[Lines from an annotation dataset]
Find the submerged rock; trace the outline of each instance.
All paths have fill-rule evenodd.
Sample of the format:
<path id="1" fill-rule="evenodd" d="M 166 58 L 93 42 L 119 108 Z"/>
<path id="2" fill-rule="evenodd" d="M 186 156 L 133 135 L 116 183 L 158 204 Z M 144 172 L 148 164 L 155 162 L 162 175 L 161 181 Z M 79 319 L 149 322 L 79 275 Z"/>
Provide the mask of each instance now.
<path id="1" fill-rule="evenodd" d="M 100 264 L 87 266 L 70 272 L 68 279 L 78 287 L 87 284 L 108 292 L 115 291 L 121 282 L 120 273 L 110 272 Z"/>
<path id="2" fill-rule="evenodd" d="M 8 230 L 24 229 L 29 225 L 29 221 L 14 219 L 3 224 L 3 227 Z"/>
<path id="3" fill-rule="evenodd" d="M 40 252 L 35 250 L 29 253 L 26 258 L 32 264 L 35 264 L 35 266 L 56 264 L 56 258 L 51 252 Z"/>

> EXERCISE OBJECTIVE: Turn every line above into a Markdown table with the columns "Row" and "Line", numbering the rows in order and skipping any blank lines.

> TASK RESPONSE:
| Row | Line |
|---|---|
| 1 | Find the submerged rock; trace the outline of each instance. |
| 2 | All paths have fill-rule evenodd. |
| 3 | Sample of the format: |
| 4 | <path id="1" fill-rule="evenodd" d="M 166 58 L 93 42 L 119 108 Z"/> |
| 5 | <path id="2" fill-rule="evenodd" d="M 186 156 L 133 135 L 116 183 L 158 204 Z M 144 172 L 148 164 L 155 162 L 162 175 L 161 181 Z M 79 319 L 149 322 L 79 275 Z"/> |
| 6 | Provide the mask of each instance now. |
| 7 | <path id="1" fill-rule="evenodd" d="M 100 264 L 87 266 L 70 272 L 68 279 L 78 287 L 87 284 L 108 292 L 115 291 L 121 282 L 120 273 L 110 272 Z"/> |
| 8 | <path id="2" fill-rule="evenodd" d="M 8 230 L 24 229 L 29 225 L 29 221 L 14 219 L 3 224 L 3 227 Z"/> |
| 9 | <path id="3" fill-rule="evenodd" d="M 40 252 L 35 250 L 29 253 L 26 258 L 32 264 L 35 264 L 35 266 L 56 264 L 56 258 L 51 252 Z"/> |